[Data records]
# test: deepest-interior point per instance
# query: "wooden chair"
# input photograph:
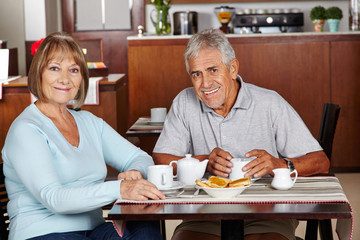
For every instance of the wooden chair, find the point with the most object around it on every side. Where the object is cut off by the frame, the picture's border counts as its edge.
(327, 128)
(328, 124)
(4, 218)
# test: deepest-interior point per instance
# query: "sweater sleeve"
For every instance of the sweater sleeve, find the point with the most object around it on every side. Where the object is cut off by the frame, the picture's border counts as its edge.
(123, 155)
(31, 173)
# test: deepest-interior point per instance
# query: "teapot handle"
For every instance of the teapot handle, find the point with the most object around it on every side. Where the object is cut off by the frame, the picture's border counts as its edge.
(295, 175)
(151, 16)
(171, 165)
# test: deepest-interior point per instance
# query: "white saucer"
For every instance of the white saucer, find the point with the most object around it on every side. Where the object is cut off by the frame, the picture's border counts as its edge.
(176, 185)
(156, 123)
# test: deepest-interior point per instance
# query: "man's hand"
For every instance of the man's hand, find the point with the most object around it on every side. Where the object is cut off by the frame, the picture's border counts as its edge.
(263, 164)
(219, 163)
(130, 175)
(140, 190)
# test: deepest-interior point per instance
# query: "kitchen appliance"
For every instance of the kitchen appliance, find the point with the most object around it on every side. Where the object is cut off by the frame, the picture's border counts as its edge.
(267, 21)
(185, 23)
(225, 15)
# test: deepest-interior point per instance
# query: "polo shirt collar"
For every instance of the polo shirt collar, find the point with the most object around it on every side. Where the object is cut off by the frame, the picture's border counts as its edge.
(243, 99)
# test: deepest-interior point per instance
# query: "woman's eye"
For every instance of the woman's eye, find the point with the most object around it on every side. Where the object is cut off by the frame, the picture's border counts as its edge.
(53, 68)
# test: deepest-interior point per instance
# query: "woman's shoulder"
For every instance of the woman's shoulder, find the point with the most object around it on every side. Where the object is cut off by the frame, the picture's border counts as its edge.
(86, 117)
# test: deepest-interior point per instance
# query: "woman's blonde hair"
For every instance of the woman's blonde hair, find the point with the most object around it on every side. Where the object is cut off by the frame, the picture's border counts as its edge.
(58, 44)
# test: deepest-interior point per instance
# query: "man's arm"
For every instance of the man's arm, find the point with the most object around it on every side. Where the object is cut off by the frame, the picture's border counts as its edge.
(165, 159)
(310, 164)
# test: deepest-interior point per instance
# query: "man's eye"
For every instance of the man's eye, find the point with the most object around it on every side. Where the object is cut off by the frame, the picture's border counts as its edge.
(53, 68)
(195, 75)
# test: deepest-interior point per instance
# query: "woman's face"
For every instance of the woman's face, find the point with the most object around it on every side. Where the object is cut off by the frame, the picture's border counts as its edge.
(61, 79)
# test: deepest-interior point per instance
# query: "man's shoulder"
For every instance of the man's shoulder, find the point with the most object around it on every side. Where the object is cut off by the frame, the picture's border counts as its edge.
[/Data records]
Output the material word for word. Pictures do not go in.

▸ Response to the task:
# test: deepest-interior point per instance
# query: "wooden chair"
# input photograph:
For every instance of the wooden chair, find the point with the most object around it on every side. Where the object is cut off by the frame, the picture's border counts as its edge.
(327, 128)
(328, 124)
(4, 218)
# test: deepest-interior point per instance
# query: "sweater sleeve"
For every instance of the sweater sleeve, find the point with the most object around it on every side. Where the object is cut off by the frame, the picture's border counts as its edge.
(123, 155)
(31, 173)
# test: deepest-interior point per instance
# query: "teapot handle"
For every instance of the teapot handle, find the point with the most object around it on every side. Where the object is cut off by the frame, the picture's border counts as its edge.
(295, 175)
(151, 16)
(171, 165)
# test: deepest-interior point per instance
# query: "white saucer"
For every instance of the white saucer, find the point with the most object around it on every side. Where the object is cut off by the frame, the picture's border counts as its edge.
(176, 185)
(156, 123)
# test: deepest-interior point per instance
# query: "man's hand"
For every instance of the man's hand, find the point with the most object around it on every side. Where the object is cut off by the frame, the picture's border counts as its edge.
(263, 164)
(219, 163)
(130, 175)
(140, 190)
# test: deepest-interior point per instance
# query: "kitchen appliance"
For every instance of the kitchen appliance, find the point with the most object around it on every side. Where the object is cut off by the frame, the picture's border counts as its edge.
(267, 21)
(185, 23)
(225, 15)
# test: deepest-interior point per instance
# query: "polo shirt collar"
For every instance of the polo shirt collar, find the point with the most object around it on every side. Where the object is cut off by the frame, the picture's border counts as its edge.
(243, 99)
# test: deepest-interior point per instance
# query: "woman's eye"
For every instance of the woman's eye, find the point with the most object around it on every side. Where the object is cut off by the frame, the picture's border counts as its edge.
(53, 68)
# test: deepest-interior point per instance
# query: "woman's shoulder"
For every instance of the woman's shoulder, find the point with the most object around it on every side. Where the object is cut off by the frame, the picture's border counts as its edge.
(86, 117)
# test: deepest-interior point per instance
# query: "woman's blonde hair"
For every instance of the woman's blonde hair, find the point with the most object around it on every side. Where the object is cut off by the frame, the picture's border counts as its edge.
(58, 44)
# test: deepest-interior point per instance
# query: "man's arm"
For every instance of the man's arm, find the point with the most object around it on every side. Where the object is cut off by the frame, the picture's border counts as its edge.
(165, 159)
(310, 164)
# test: deepest-interior point per instance
# query: "man's eye"
For every instance of the man's eye, find the point with the most object around it on every side. Where the object is cut off by the frame, the picture's border counts as its edge.
(53, 68)
(195, 75)
# test: deepest-interior point per instance
# query: "woman's face"
For every instance of the woman's face, find the point with the most object around it on every side. Where the object is cut off by the frame, the picture's border counts as its edge.
(61, 79)
# test: deepest-interior point per instance
# query: "man's shoulder"
For every instance of the man's shoulder, find the point with the most object around it on every side. Where the object is cut off by the frame, the picture's border counts as its edge.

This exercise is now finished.